> **What to do**: Please write out exactly the lines of the data below from the line holding "string light" through the line holding "woman's eye", and leave out the rest.

> **Provided data**:
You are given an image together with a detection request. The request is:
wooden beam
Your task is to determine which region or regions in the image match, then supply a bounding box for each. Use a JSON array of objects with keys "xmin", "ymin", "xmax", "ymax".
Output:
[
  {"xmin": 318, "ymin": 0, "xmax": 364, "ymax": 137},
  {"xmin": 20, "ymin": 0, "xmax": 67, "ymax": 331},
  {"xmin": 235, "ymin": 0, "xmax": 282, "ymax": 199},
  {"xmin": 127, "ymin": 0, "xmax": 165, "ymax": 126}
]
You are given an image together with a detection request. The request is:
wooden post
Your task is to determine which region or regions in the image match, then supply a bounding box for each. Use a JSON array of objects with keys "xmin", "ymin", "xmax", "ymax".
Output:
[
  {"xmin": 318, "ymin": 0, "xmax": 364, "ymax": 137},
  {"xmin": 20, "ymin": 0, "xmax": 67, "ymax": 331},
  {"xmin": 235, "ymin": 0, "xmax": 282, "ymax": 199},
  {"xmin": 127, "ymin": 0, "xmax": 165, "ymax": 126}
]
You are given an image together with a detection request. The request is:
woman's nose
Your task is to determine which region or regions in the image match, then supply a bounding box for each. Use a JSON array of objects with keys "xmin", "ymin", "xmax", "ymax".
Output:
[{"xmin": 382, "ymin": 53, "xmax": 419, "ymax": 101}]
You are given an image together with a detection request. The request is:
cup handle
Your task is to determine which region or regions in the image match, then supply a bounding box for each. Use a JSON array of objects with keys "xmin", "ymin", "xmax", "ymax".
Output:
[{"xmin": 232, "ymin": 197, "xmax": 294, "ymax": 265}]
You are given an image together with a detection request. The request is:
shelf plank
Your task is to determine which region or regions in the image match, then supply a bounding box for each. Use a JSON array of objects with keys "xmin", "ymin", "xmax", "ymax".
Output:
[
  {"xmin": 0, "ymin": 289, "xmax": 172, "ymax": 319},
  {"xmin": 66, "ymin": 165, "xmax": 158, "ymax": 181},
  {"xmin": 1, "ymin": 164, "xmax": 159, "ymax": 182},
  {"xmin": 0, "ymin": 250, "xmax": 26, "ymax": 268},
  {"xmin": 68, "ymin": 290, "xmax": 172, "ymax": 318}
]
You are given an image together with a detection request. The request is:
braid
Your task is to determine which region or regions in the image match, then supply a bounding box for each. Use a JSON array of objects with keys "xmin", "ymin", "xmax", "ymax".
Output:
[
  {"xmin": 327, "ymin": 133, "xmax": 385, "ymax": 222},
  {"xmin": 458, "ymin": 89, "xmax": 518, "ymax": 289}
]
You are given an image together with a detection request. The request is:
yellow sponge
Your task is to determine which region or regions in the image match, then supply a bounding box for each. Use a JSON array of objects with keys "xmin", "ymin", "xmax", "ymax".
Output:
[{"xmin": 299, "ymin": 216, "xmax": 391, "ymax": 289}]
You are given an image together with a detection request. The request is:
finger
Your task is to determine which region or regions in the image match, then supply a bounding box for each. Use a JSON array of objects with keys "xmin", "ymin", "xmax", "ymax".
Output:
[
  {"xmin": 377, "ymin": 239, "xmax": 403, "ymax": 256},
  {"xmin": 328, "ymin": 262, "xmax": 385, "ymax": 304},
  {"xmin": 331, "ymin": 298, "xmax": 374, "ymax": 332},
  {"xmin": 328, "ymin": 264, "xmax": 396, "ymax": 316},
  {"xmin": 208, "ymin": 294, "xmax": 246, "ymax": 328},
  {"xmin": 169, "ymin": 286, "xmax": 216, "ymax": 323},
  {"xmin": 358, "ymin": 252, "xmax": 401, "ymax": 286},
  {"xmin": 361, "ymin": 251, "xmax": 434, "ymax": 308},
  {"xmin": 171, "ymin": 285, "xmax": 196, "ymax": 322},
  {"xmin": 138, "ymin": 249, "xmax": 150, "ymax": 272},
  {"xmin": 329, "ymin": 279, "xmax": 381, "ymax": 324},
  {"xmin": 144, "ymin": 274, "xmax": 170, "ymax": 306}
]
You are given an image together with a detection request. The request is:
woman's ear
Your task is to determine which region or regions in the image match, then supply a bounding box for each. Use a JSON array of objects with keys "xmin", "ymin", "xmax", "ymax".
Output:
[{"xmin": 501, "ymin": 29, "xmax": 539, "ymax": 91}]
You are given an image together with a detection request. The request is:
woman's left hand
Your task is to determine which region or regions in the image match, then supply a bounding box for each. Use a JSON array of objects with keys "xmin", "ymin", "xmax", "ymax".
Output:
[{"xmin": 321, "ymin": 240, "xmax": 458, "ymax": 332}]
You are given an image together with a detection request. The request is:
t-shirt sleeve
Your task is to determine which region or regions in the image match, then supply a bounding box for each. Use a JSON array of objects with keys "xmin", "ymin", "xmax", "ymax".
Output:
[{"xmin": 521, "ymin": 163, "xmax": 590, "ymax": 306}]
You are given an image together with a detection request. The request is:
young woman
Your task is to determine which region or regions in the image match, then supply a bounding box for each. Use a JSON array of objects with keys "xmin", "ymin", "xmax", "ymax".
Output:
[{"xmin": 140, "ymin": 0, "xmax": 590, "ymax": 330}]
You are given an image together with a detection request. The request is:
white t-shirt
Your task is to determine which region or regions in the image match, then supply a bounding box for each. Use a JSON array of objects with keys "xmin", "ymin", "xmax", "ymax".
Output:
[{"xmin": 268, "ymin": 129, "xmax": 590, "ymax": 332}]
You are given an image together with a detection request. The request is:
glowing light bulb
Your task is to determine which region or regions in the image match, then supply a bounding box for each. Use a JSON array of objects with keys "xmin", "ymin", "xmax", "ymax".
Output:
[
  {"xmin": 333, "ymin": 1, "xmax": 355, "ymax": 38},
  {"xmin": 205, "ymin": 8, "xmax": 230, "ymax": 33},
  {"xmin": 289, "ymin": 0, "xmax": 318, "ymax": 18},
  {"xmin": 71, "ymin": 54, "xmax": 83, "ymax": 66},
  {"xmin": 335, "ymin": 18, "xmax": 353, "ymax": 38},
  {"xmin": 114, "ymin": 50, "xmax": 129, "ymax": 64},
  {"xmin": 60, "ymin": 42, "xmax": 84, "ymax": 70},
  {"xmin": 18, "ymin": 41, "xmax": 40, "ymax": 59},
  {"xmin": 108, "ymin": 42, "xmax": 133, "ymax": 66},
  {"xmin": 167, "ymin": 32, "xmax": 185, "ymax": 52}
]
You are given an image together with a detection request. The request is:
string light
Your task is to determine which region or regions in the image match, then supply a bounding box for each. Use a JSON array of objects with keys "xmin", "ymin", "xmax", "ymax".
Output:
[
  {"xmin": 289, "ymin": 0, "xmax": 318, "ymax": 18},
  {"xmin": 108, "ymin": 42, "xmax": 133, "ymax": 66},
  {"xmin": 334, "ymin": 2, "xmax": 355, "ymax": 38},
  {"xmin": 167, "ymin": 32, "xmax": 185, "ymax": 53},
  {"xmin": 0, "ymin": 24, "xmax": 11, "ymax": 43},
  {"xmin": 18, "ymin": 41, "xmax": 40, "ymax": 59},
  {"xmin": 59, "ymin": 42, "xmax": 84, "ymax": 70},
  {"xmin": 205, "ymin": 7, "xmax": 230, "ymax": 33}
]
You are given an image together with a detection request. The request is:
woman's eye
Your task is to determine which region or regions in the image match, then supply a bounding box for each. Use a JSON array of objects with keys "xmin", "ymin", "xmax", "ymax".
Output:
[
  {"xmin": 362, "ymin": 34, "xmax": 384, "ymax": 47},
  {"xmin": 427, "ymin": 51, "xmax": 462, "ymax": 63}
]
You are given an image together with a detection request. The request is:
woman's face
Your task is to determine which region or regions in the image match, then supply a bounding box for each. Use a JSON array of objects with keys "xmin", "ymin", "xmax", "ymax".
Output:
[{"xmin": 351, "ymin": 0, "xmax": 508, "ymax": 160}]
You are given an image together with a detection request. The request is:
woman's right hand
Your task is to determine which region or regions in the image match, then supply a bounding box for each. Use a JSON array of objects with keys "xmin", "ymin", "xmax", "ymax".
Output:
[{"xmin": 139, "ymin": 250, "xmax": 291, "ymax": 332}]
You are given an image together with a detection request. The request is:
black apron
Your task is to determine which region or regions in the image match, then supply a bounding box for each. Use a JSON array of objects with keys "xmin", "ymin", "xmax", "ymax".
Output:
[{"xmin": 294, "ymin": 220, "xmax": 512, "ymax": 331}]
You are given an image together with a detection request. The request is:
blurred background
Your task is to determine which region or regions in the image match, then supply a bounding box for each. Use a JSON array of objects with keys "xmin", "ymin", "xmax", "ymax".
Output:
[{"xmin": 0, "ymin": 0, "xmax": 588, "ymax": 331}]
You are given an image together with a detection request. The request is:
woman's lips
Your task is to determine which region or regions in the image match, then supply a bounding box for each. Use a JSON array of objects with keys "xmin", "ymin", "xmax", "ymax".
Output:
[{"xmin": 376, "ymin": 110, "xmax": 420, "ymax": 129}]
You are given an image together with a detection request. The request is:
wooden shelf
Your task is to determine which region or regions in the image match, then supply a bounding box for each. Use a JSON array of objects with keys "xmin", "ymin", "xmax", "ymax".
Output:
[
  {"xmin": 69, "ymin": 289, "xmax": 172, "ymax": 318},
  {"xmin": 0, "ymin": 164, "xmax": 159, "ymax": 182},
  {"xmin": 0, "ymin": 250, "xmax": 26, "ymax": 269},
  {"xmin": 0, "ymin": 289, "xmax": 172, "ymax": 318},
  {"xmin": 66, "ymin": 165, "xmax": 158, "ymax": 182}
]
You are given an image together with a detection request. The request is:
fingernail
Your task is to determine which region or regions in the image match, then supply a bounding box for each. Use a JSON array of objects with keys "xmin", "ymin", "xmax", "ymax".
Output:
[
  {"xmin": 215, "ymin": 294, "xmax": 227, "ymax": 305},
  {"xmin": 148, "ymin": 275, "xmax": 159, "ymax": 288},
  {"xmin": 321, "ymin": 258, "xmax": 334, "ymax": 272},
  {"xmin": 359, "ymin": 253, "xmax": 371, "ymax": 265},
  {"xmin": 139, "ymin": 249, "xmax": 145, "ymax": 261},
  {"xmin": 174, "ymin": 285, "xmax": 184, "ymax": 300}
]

> **The completed task**:
string light
Your task is to determine which region or regions in the image match, then supply a bounding box for each. Use a JSON array of objects with keys "xmin", "ymin", "xmax", "ymax".
Output:
[
  {"xmin": 289, "ymin": 0, "xmax": 318, "ymax": 18},
  {"xmin": 108, "ymin": 42, "xmax": 133, "ymax": 66},
  {"xmin": 334, "ymin": 2, "xmax": 355, "ymax": 38},
  {"xmin": 167, "ymin": 32, "xmax": 185, "ymax": 53},
  {"xmin": 0, "ymin": 24, "xmax": 11, "ymax": 43},
  {"xmin": 18, "ymin": 41, "xmax": 40, "ymax": 59},
  {"xmin": 59, "ymin": 42, "xmax": 84, "ymax": 70},
  {"xmin": 205, "ymin": 7, "xmax": 230, "ymax": 33}
]
You are given an image together with a detection request. The request is:
woman's eye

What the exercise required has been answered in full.